| Document segment |
# Who to talk to?



## Clarq (Jul 21, 2011)

If I have a suggestion to improve a WMA (Farmington Bay, specifically), who should I talk to?


----------



## Fowlmouth (Oct 4, 2008)

Jason Jones is the WMA manager at FB, you could try him.


----------



## dkhntrdstn (Sep 7, 2007)

what are you wanting to improve there ?


----------



## Clarq (Jul 21, 2011)

dkhntrdstn said:


> what are you wanting to improve there ?


I would like to see a foot bridge that can take me from the western edge of the Turpin unit to the northern tip of the Doug Miller unit, across the state canal.

It's about a 4-mile bike ride to get to the west end of the Turpin Unit. When I get there, I'm standing a mere 100 yards from the northern tip of the Doug Miller Unit. However, there is a big nasty canal between me and the unit, so if I want to get there, I need to bike clear to the end of the Turpin dike, cross the bridge, and then head right back the way I came, which adds about 1.1 miles to my trip, one way. And keep in mind, all that effort is to get me to a point 100 yards away from where I started.

| Tasks to carry out |
A. Name each distinct screen name that posts in the forum thread.
B. Answer these questions from the forum thread:
(i) Who is named as the WMA manager at FB?
(ii) What would Clarq like to see built, and across what?
(iii) How many extra miles, one way, does the current route add to Clarq's trip?

| Material shown |
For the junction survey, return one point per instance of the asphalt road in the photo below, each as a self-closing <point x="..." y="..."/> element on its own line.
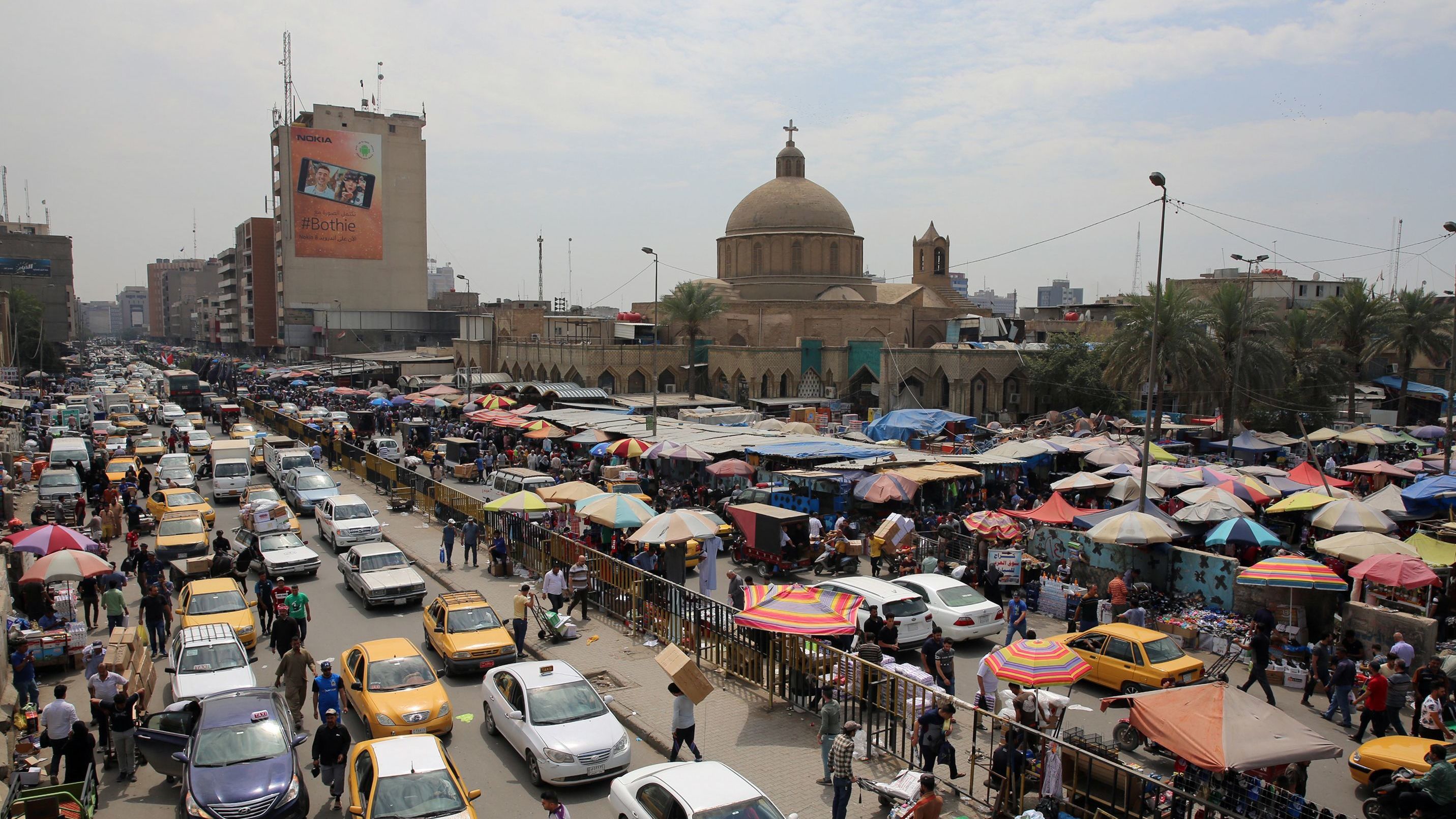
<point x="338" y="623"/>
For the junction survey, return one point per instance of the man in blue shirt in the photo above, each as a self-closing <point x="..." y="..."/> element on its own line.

...

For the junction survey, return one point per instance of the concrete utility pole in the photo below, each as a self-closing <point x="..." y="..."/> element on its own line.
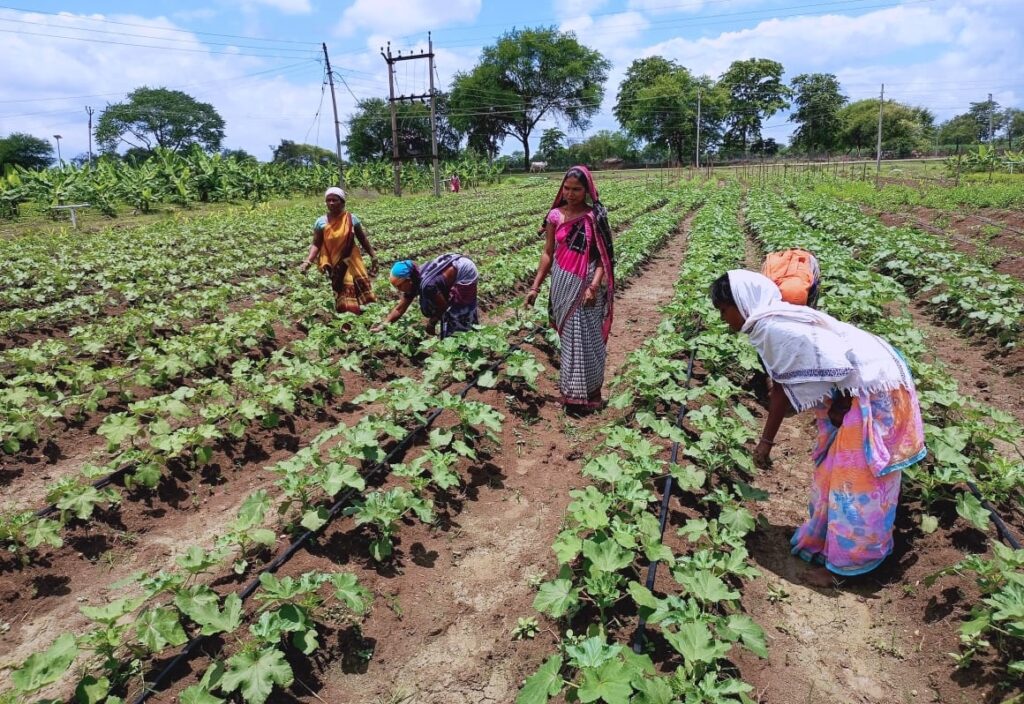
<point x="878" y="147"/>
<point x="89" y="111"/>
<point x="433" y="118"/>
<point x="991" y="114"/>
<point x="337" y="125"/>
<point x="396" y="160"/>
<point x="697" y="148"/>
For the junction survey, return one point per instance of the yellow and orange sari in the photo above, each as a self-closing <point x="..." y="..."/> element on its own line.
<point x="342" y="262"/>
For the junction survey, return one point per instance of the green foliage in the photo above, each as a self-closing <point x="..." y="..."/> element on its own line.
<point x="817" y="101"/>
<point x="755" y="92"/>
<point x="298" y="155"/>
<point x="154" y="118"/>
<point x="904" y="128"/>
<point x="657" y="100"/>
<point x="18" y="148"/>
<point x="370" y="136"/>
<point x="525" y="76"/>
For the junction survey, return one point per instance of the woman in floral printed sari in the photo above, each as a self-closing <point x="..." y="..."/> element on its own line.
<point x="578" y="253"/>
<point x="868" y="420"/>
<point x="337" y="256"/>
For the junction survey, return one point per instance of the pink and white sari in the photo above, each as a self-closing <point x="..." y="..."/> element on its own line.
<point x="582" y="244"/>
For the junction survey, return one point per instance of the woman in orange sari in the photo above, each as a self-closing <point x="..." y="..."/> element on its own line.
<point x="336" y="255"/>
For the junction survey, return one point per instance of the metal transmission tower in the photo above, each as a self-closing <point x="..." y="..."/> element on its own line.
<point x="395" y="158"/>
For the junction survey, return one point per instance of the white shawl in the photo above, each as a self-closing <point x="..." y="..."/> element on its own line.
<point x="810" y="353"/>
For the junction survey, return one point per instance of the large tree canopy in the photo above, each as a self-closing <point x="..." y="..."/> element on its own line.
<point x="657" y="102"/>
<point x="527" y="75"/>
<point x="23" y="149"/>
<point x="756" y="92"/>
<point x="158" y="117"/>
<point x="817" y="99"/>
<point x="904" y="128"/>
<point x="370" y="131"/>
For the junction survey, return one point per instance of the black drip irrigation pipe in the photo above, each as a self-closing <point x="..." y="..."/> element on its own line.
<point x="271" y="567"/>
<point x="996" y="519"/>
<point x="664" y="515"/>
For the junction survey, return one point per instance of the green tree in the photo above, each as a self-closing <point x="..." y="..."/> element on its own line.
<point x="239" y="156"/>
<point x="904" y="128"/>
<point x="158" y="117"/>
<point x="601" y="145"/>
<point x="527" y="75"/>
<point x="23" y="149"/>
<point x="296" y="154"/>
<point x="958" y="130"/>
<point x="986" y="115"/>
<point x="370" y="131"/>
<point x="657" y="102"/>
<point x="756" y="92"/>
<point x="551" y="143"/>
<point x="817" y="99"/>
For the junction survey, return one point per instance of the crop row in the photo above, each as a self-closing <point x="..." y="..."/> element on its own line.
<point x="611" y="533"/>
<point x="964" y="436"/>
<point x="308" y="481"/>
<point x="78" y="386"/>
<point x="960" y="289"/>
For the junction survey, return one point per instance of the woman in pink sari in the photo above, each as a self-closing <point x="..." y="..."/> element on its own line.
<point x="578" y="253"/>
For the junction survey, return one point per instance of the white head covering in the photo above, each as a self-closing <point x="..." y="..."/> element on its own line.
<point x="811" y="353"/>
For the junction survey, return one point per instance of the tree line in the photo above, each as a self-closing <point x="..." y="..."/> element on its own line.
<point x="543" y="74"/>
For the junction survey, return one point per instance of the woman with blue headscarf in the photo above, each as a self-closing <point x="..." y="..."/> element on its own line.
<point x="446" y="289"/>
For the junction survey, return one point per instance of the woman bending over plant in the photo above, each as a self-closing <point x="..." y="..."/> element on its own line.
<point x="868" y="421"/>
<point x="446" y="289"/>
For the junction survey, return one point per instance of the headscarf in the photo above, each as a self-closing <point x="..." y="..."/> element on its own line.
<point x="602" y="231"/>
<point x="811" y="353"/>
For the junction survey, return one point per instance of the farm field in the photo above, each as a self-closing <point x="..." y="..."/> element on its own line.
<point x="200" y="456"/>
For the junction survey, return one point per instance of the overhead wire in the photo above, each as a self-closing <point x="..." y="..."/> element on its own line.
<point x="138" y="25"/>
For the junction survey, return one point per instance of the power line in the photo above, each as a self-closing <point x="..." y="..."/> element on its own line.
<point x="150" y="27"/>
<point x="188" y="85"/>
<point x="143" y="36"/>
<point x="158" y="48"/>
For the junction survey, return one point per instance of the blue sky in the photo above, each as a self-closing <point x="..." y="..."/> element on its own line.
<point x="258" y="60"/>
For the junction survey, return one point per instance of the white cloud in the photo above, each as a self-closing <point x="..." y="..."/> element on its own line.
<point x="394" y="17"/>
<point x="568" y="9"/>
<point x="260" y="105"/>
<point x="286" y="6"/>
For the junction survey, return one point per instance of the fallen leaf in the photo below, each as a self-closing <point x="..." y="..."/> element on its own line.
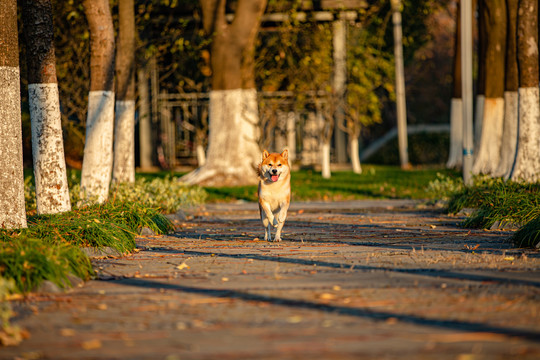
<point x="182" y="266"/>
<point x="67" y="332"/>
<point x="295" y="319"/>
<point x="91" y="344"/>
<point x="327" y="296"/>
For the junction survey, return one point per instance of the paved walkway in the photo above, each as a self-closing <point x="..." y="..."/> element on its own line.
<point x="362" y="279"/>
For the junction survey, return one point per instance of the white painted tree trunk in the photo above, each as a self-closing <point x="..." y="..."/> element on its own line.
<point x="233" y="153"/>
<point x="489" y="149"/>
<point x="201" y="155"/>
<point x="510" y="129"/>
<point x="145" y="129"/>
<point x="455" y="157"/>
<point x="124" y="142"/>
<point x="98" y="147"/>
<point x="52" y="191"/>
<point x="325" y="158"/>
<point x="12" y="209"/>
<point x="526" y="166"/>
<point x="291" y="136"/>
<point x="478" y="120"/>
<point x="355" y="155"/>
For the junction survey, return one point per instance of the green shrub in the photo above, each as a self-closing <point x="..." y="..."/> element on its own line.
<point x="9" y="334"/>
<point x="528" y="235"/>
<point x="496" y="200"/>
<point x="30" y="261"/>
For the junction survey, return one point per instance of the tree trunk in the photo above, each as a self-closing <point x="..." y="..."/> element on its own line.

* * *

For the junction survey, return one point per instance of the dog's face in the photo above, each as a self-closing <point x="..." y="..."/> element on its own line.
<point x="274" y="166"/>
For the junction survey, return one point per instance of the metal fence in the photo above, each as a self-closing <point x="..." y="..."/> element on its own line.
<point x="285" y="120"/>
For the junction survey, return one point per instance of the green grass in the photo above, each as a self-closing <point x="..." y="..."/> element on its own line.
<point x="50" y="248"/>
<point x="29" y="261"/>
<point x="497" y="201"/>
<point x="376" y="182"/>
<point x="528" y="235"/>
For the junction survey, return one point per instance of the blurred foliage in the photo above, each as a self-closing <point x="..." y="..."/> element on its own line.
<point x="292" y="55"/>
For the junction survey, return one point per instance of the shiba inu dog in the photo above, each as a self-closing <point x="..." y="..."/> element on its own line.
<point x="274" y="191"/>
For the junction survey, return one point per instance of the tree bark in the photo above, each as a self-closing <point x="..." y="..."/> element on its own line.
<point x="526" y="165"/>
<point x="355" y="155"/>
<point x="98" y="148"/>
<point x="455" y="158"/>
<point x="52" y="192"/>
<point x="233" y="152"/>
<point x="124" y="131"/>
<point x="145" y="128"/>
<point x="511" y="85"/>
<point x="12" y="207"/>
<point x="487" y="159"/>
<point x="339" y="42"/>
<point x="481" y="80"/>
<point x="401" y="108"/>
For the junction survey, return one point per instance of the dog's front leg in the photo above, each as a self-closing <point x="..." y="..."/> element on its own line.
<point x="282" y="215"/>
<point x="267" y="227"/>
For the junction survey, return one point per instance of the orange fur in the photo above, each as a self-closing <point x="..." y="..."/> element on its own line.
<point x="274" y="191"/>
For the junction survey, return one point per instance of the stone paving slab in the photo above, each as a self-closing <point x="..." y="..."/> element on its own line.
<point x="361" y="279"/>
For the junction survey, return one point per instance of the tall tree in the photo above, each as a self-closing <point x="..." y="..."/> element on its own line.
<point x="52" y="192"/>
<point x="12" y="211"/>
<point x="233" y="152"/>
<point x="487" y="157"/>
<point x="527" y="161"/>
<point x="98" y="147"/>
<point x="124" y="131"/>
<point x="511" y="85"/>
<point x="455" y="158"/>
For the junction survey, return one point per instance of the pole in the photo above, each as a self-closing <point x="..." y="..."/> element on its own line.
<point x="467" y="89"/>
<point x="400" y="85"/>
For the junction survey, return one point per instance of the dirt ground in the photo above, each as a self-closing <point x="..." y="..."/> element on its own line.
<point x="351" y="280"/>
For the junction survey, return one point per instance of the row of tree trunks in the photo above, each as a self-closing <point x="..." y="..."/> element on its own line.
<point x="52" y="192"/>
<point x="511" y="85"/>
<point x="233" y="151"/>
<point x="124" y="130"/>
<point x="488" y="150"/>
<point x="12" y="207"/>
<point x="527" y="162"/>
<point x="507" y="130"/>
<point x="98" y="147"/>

| Answers provided |
A. Clarq, Fowlmouth, dkhntrdstn

B.
(i) Jason Jones
(ii) A foot bridge across the state canal
(iii) About 1.1 miles